**Available records**
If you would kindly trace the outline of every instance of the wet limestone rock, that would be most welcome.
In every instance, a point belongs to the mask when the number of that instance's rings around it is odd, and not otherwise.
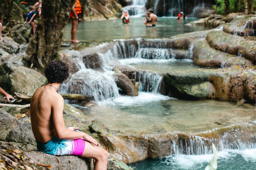
[[[91,54],[83,57],[83,61],[86,68],[96,69],[101,67],[101,61],[97,53]]]
[[[82,0],[83,21],[116,18],[122,11],[122,5],[116,0]]]
[[[36,148],[36,142],[30,123],[23,124],[11,130],[5,141],[13,143],[22,150]]]
[[[10,21],[3,27],[2,33],[20,44],[28,43],[32,36],[29,24],[17,20]]]
[[[54,156],[36,150],[27,150],[24,153],[35,162],[50,165],[53,170],[93,170],[92,159],[75,155]]]
[[[256,63],[255,41],[223,31],[209,32],[206,40],[210,46],[217,50],[239,55]]]
[[[16,92],[32,96],[47,81],[35,70],[10,63],[0,66],[0,86],[11,94]]]
[[[115,78],[117,87],[122,90],[120,92],[122,94],[137,96],[138,95],[138,87],[125,74],[122,73],[116,73],[113,75]]]
[[[213,68],[241,67],[244,65],[253,65],[251,61],[237,55],[222,52],[210,46],[204,39],[193,42],[193,62],[198,65]]]
[[[0,140],[4,140],[11,130],[22,124],[15,117],[0,109]]]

**Work required**
Return every line of the records above word for word. Leave the pictures out.

**Reply**
If you would kindly trace the outline of every instance of the wet limestone rock, that would be most welcome.
In every instance, a point belongs to the mask when the number of that instance's rings around it is odd, and not otherwise.
[[[91,54],[83,57],[83,61],[86,68],[96,69],[101,67],[101,61],[97,53]]]
[[[82,0],[83,21],[116,18],[122,11],[122,5],[116,0]]]
[[[36,148],[36,142],[30,123],[23,124],[11,130],[5,141],[13,143],[22,150]]]
[[[10,21],[3,27],[2,33],[20,44],[28,43],[32,36],[29,24],[17,20]]]
[[[54,156],[36,150],[27,150],[24,153],[35,162],[50,165],[53,170],[93,170],[92,159],[75,155]]]
[[[256,63],[255,41],[223,31],[209,32],[206,40],[210,46],[217,50],[239,55]]]
[[[16,92],[32,96],[47,81],[35,70],[10,63],[0,66],[0,86],[11,94]]]
[[[115,78],[117,87],[122,90],[120,92],[122,94],[137,96],[138,95],[138,87],[125,74],[122,73],[116,73],[113,75]]]
[[[213,68],[241,67],[244,65],[253,65],[251,61],[237,55],[222,52],[210,46],[204,39],[193,42],[193,62],[198,65]]]
[[[0,140],[4,140],[11,130],[22,124],[15,117],[0,109]]]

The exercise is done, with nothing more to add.